§ Given instruction:
Reproduce the data from its first line up to and including the line with "370 49 390 225", leaving all wording unchanged and increasing each bounding-box coordinate by 9.

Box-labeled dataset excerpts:

══════════════════════════════

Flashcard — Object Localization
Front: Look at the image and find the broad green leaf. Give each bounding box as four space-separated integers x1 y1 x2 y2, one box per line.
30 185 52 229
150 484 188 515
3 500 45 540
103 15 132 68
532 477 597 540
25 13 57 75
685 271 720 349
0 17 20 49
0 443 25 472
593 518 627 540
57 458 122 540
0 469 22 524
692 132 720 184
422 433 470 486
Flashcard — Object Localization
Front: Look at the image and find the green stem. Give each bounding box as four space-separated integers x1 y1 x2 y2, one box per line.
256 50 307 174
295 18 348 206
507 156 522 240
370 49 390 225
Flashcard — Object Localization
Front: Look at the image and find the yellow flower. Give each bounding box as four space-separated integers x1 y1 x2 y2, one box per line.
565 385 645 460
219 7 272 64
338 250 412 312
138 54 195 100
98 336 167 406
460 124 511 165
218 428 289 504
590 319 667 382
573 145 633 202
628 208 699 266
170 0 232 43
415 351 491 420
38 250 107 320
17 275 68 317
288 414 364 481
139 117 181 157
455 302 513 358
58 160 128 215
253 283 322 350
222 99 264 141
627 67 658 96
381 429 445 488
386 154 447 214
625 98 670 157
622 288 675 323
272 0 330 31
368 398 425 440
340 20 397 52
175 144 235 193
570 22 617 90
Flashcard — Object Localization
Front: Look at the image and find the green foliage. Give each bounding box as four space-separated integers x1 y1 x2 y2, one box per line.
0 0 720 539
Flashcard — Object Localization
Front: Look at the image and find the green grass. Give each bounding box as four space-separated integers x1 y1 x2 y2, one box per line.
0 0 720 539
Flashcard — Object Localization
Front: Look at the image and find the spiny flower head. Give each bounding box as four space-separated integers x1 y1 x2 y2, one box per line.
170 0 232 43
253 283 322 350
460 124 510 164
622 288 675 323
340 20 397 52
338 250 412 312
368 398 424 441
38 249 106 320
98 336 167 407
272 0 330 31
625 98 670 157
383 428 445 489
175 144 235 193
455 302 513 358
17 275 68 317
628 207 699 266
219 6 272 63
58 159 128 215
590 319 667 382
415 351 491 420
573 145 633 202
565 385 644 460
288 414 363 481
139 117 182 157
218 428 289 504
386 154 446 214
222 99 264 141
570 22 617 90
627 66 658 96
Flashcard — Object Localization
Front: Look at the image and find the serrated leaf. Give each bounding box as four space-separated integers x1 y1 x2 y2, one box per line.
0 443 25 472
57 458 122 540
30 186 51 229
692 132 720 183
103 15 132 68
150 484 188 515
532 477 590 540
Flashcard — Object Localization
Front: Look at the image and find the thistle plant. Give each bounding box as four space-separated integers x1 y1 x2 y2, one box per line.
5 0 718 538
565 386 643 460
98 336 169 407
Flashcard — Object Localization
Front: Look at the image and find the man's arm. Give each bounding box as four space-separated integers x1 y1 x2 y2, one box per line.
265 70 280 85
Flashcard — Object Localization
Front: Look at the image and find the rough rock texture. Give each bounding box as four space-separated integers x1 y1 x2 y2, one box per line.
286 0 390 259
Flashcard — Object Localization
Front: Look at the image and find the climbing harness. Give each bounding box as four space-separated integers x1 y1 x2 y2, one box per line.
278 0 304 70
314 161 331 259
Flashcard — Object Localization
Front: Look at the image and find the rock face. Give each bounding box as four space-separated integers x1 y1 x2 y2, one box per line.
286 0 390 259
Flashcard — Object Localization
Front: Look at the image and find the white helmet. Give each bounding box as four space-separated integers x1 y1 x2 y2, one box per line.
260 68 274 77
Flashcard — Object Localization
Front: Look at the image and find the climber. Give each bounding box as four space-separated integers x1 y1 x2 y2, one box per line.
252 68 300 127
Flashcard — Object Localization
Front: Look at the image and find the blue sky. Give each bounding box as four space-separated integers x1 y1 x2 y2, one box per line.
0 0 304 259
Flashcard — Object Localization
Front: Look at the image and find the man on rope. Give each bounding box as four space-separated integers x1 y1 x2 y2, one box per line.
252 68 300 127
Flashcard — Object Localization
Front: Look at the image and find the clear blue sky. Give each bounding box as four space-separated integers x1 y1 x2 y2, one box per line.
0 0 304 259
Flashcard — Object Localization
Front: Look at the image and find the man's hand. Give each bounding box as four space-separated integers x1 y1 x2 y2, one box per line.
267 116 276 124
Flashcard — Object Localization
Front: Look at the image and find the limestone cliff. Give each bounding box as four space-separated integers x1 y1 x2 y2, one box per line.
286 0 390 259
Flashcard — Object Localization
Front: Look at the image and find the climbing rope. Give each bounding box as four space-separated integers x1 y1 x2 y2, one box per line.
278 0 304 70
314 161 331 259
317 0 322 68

══════════════════════════════

§ Complete response:
Flashcard — Object Localization
Front: Look at the image and find the broad green leaf. Give each bounding box as four space-separated integers x1 y1 x2 y2, one box per line.
39 194 61 238
159 493 197 524
12 509 54 549
112 24 141 77
541 486 606 549
34 22 66 84
694 280 729 358
9 26 29 58
9 452 34 481
602 527 636 549
66 467 131 549
9 478 31 533
701 141 729 193
431 442 479 495
Flashcard — Object Localization
Front: Look at the image and find the green stem. Give each bounding box as four space-separated integers x1 y1 x2 y2, one box per line.
265 59 316 183
304 27 357 215
516 165 531 249
379 58 399 234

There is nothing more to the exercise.